*** SOURCE PASSAGE Section Begins ***

On Thu, Jan 27, 2011 at 02:41:47PM +0530, Sebastian Andrzej Siewior wrote:
> * David Gibson | 2011-01-27 15:00:27 [+1000]:
> >> + >;
> >> +
> >> + i2c-controller@15a00,0,0 {
> >
> >Uh.. that unit address does not look right. The encoding of PCI
> >3-cell addresses into a unit address string is not simply comma
> >separated cells. I forget the details, so you'll need to check the OF
> >PCI binding.
>
> Grant wrote [0]:
> |You'll also note that I added ',0,0' to the end of the address.
> |That's because the node address reflects the parent bus address format
> |which uses 3 cells in this case.
It is quite possible I was mistaken on this point. The PCI binding is
not my area of strength.
g.
On 2/3/2011 10:59 AM, Grant Likely wrote:
> On Thu, Jan 27, 2011 at 02:41:47PM +0530, Sebastian Andrzej Siewior wrote:
>> * David Gibson | 2011-01-27 15:00:27 [+1000]:
>>>> + >;
>>>> +
>>>> + i2c-controller@15a00,0,0 {
>>>
>>> Uh.. that unit address does not look right. The encoding of PCI
>>> 3-cell addresses into a unit address string is not simply comma
>>> separated cells. I forget the details, so you'll need to check the OF
>>> PCI binding.
>>
>> Grant wrote [0]:
>> |You'll also note that I added ',0,0' to the end of the address.

*** SOURCE PASSAGE Section Ends ***
*** MATERIAL SUPPLIED Section Begins ***

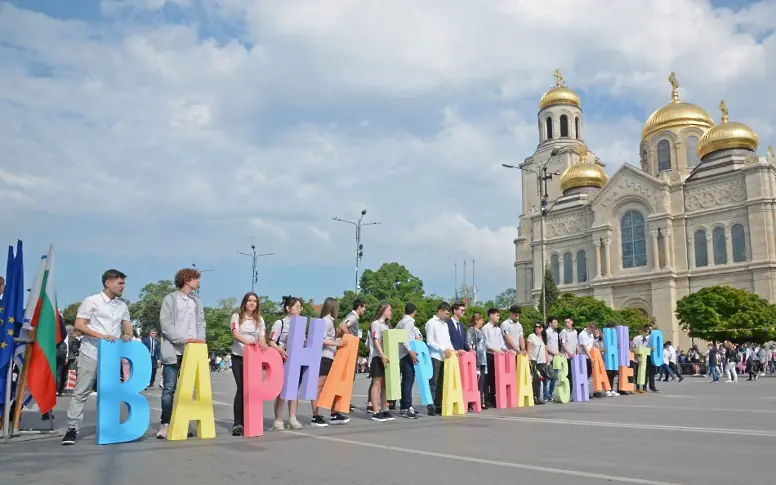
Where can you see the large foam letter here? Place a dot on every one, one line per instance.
(424, 370)
(623, 345)
(581, 391)
(194, 379)
(256, 388)
(506, 391)
(643, 352)
(111, 392)
(656, 342)
(471, 391)
(301, 355)
(452, 394)
(524, 378)
(338, 389)
(600, 378)
(562, 392)
(612, 356)
(391, 340)
(625, 373)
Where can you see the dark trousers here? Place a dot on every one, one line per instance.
(437, 381)
(407, 380)
(238, 397)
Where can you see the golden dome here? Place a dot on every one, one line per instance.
(727, 134)
(676, 114)
(583, 174)
(560, 94)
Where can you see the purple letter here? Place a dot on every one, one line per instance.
(301, 355)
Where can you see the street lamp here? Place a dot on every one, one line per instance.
(359, 246)
(541, 189)
(254, 271)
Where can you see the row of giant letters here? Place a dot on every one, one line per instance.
(266, 377)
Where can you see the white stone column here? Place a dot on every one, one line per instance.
(597, 254)
(655, 250)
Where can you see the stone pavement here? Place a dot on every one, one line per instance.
(692, 433)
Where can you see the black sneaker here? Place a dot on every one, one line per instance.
(319, 422)
(70, 436)
(338, 418)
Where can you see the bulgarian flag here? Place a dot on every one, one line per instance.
(41, 317)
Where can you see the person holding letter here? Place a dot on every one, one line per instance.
(100, 317)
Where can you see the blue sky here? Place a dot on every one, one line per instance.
(148, 135)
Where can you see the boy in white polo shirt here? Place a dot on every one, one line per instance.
(100, 317)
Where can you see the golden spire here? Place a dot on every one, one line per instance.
(558, 78)
(674, 88)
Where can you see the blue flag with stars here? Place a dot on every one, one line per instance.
(11, 311)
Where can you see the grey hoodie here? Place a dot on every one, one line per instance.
(172, 340)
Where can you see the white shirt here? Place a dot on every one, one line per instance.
(104, 316)
(494, 339)
(438, 338)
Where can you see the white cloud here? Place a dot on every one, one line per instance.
(293, 112)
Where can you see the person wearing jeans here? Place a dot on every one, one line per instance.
(182, 319)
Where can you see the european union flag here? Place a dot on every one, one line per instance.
(11, 312)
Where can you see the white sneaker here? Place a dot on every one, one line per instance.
(295, 424)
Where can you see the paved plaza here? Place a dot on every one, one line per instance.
(691, 433)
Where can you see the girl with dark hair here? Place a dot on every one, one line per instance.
(292, 307)
(247, 329)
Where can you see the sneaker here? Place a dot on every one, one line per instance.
(295, 424)
(319, 422)
(70, 436)
(338, 418)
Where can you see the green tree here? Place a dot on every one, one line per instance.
(551, 290)
(146, 309)
(720, 313)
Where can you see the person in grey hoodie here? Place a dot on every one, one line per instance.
(182, 320)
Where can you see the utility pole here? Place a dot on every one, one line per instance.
(359, 246)
(254, 270)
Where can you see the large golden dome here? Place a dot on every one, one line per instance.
(727, 134)
(583, 174)
(676, 114)
(560, 94)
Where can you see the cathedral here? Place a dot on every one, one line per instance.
(700, 210)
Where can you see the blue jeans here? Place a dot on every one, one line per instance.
(170, 373)
(407, 380)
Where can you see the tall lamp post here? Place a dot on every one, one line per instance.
(359, 246)
(254, 271)
(541, 188)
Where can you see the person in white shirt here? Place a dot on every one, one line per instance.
(494, 342)
(100, 317)
(247, 329)
(440, 347)
(513, 331)
(331, 343)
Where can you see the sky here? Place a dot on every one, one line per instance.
(150, 135)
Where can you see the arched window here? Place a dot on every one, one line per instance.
(718, 241)
(564, 126)
(663, 156)
(692, 151)
(701, 249)
(634, 243)
(568, 269)
(739, 243)
(555, 268)
(581, 267)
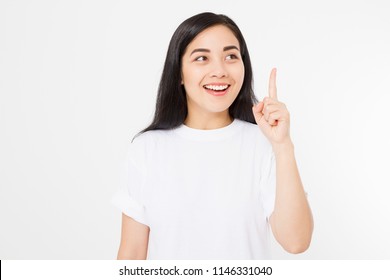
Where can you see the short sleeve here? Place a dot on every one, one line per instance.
(268, 185)
(129, 196)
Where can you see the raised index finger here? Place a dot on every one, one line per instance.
(272, 85)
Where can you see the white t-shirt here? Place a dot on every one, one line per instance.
(205, 194)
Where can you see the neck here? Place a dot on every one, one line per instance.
(208, 121)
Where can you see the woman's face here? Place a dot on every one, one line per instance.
(212, 71)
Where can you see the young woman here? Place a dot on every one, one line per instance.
(215, 168)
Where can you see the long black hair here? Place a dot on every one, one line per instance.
(171, 105)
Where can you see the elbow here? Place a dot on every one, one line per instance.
(297, 247)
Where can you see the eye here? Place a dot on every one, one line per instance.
(201, 58)
(231, 57)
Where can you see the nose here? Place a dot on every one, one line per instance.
(218, 70)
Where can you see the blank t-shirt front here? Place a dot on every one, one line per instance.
(205, 194)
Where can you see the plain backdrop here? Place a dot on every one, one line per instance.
(78, 80)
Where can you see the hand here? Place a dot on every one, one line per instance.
(272, 116)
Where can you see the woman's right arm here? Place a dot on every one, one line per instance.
(134, 240)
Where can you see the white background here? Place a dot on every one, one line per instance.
(79, 78)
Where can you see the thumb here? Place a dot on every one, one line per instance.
(257, 111)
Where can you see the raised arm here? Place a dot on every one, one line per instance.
(291, 222)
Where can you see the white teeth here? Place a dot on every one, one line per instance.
(216, 87)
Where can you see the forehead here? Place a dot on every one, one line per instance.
(215, 37)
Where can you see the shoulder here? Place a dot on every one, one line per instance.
(143, 144)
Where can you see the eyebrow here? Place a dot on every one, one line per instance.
(227, 48)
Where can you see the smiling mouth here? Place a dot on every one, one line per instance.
(217, 88)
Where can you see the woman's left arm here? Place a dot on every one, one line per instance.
(291, 221)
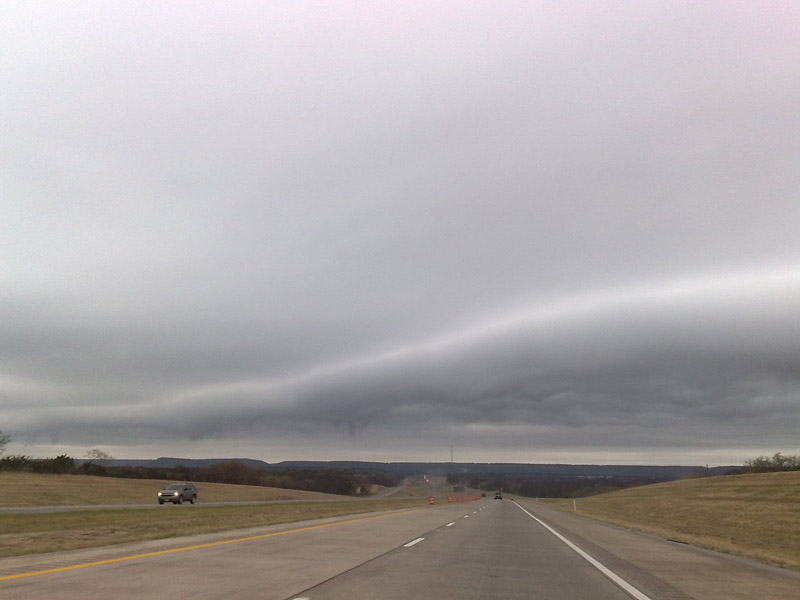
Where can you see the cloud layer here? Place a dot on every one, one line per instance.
(531, 232)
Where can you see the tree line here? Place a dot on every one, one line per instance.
(772, 464)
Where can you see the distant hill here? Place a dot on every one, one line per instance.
(406, 469)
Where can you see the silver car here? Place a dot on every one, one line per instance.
(177, 493)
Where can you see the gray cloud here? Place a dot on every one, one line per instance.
(536, 233)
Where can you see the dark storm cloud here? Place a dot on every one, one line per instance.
(527, 230)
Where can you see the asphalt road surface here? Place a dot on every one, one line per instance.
(486, 549)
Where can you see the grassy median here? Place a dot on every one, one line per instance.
(70, 530)
(756, 516)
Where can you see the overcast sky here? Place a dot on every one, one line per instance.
(534, 231)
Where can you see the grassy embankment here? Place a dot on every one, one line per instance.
(46, 532)
(756, 516)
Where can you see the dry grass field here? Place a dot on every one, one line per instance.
(68, 530)
(31, 489)
(47, 532)
(756, 516)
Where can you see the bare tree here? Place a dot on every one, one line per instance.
(4, 440)
(96, 455)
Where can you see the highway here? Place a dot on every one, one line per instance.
(483, 549)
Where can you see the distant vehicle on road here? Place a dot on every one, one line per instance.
(177, 493)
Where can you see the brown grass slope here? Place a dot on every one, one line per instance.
(756, 516)
(32, 489)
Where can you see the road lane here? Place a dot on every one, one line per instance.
(292, 558)
(668, 570)
(496, 552)
(487, 549)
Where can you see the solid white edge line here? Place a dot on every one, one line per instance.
(596, 564)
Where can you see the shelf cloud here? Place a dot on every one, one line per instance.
(533, 232)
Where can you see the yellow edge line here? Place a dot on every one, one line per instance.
(209, 545)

*** MATERIAL SUPPLIED Section Ends ***

Continue the email thread about the PCI unit address from the point where it stops.

OUTPUT FOR THIS TASK:
>> |That's because the node address reflects the parent bus address format
>> |which uses 3 cells in this case.
>
> It is quite possible I was mistaken on this point. The PCI binding is
> not my area of strength.
In real OF, the unit address of a PCI device is the first entry in the
reg property, which is the config space address. For the config space
address, only the most significant of the three cells is significant;
the other two must be 0.
The numerical representation of that cell in binary is
0000.0000.0000.0000.dddd.dfff.0000.0000, where d is the device number on
its bus segment and fff is the function number.
The text representation is "D,F" , where D is the hexadecimal ASCII
representation of the binary number ddddd and F is the hexadecimal ASCII
representation of the binary number fff . So "show-devs" will display
names like "/pci/ethernet@12,e" - device number 0x12, function number
0xe.
(In the general case, there are more fields in both the numerical and
text representations, but the unit address usage is restricted to just
the device and function numbers. Bus numbers are handled by the
hierarchy of PCI-to-PCI bridges.)
In real OF, there are "encode-unit" and "decode-unit" methods in the
parent (PCI bus) node to convert between the numerical and text
representations.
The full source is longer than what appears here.